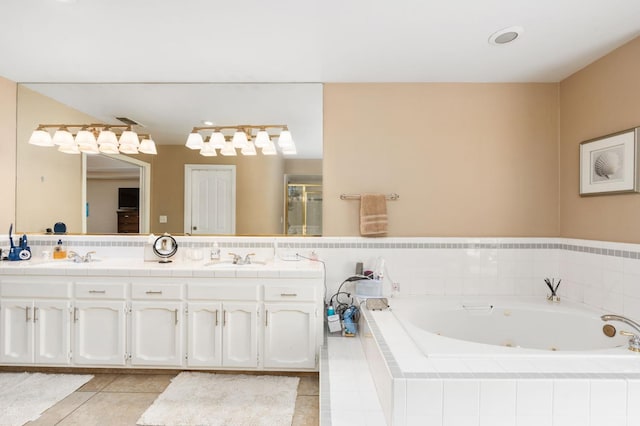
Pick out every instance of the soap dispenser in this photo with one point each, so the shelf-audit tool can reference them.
(60, 251)
(215, 252)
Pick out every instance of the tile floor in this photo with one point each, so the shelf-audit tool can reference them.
(120, 399)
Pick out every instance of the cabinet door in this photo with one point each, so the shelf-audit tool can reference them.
(16, 325)
(239, 338)
(289, 338)
(204, 336)
(52, 332)
(156, 333)
(100, 335)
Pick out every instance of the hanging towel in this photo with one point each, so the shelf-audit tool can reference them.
(373, 215)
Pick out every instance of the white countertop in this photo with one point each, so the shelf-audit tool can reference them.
(127, 267)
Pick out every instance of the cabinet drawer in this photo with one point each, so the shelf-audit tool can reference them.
(289, 292)
(156, 291)
(39, 290)
(101, 290)
(222, 292)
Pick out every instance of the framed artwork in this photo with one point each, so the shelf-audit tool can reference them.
(609, 164)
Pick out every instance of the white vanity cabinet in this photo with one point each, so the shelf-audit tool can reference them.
(290, 326)
(35, 323)
(204, 334)
(156, 324)
(239, 335)
(100, 323)
(161, 316)
(222, 324)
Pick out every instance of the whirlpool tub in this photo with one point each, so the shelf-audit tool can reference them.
(499, 360)
(490, 326)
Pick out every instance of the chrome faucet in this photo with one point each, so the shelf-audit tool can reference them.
(75, 257)
(238, 260)
(634, 339)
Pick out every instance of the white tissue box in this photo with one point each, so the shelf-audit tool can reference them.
(368, 288)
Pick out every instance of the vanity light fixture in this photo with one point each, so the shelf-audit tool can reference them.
(246, 137)
(93, 138)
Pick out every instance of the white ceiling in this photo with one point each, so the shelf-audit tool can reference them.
(306, 41)
(295, 41)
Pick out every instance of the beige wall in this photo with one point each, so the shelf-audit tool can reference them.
(102, 197)
(7, 152)
(466, 159)
(600, 99)
(303, 166)
(49, 182)
(259, 194)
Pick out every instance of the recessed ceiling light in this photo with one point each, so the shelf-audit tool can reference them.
(506, 35)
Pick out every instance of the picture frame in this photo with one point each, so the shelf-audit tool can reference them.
(609, 164)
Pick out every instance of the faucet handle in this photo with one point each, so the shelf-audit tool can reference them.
(634, 341)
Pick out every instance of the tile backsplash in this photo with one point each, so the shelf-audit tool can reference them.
(601, 274)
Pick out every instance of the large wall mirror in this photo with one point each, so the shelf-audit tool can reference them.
(85, 191)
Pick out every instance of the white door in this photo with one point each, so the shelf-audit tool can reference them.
(52, 332)
(289, 338)
(239, 338)
(204, 336)
(156, 336)
(99, 333)
(210, 199)
(16, 325)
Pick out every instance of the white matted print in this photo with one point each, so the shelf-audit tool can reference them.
(609, 164)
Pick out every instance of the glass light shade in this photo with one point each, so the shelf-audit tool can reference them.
(194, 141)
(109, 138)
(129, 137)
(41, 138)
(71, 148)
(290, 150)
(208, 150)
(109, 148)
(285, 140)
(217, 140)
(147, 146)
(63, 137)
(250, 149)
(270, 149)
(86, 142)
(128, 148)
(239, 139)
(228, 150)
(262, 139)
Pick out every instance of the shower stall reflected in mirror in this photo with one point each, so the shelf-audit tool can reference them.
(304, 208)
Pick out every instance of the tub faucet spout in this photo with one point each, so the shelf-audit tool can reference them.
(634, 339)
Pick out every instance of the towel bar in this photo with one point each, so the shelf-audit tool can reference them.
(391, 197)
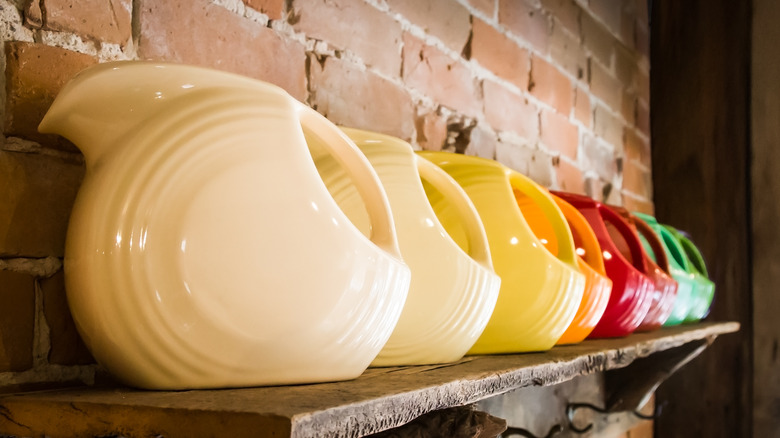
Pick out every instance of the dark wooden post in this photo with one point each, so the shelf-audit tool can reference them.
(700, 100)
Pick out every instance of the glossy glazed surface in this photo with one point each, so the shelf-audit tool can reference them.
(191, 262)
(591, 263)
(540, 293)
(675, 255)
(632, 290)
(704, 290)
(665, 287)
(452, 293)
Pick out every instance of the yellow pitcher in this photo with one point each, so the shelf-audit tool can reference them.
(540, 293)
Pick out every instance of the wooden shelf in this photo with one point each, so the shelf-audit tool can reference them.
(382, 398)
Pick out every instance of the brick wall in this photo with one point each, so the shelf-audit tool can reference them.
(557, 89)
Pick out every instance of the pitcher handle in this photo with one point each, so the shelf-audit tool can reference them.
(544, 201)
(348, 155)
(629, 235)
(590, 243)
(475, 230)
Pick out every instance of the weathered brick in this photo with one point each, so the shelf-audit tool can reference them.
(488, 7)
(507, 111)
(534, 163)
(559, 134)
(609, 12)
(17, 320)
(643, 116)
(482, 143)
(551, 86)
(448, 81)
(598, 158)
(582, 110)
(444, 19)
(567, 12)
(35, 73)
(598, 39)
(351, 96)
(628, 107)
(566, 51)
(632, 203)
(569, 177)
(637, 180)
(100, 20)
(272, 8)
(607, 126)
(38, 193)
(499, 54)
(604, 86)
(67, 347)
(431, 130)
(637, 148)
(209, 35)
(525, 19)
(355, 25)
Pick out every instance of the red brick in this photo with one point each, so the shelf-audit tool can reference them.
::::
WORK TO COMPLETE -
Set down exactly, from the line that contains "Pick out every instance of the towel" through the last line of the data, each line as it stands, and leave the pictures out.

RESULT OF THIS TASK -
Pick out every instance of the towel bar in this photo with one point each, so the shelf-audit tool can reference them.
(391, 197)
Pick out every instance of the dark wooden post in this photo with one point each, so the shelf-audit tool can reference them.
(700, 100)
Pick out every instance of the glossy glazed surface in this photo with one point each, so the shelf-audit tool can reference them.
(191, 262)
(591, 263)
(540, 293)
(675, 255)
(632, 290)
(704, 290)
(665, 287)
(452, 293)
Pick out every instance of the yellow pitcher in this photo with one point each, so the shelf-audit tool can reference them.
(540, 293)
Pick out every instance of the wooden shelf in this photo with one point each, so the shelf-audit tool can reference them.
(382, 398)
Pick out every instance of the brick wall in this photo with one point each, so the shelf-audit tool can reference them.
(557, 89)
Pick out every instance of the pitcher handle in this photo with one point each, so the shelf-audit tool can reference them.
(544, 201)
(348, 155)
(629, 235)
(590, 243)
(475, 230)
Pick out every instance of the weathered brick in this photo with one point each, so the shelf-audit tool can reference them.
(488, 7)
(507, 111)
(534, 163)
(559, 134)
(609, 12)
(17, 320)
(643, 116)
(482, 143)
(551, 86)
(448, 81)
(598, 158)
(582, 110)
(444, 19)
(567, 12)
(35, 73)
(598, 39)
(351, 96)
(628, 107)
(566, 51)
(632, 203)
(569, 177)
(637, 180)
(100, 20)
(272, 8)
(607, 126)
(38, 193)
(499, 54)
(604, 86)
(67, 347)
(431, 130)
(637, 148)
(209, 35)
(525, 19)
(355, 25)
Pick out every instance of the red brick in this photo with one point each, so the shelf-audit tool can reference them.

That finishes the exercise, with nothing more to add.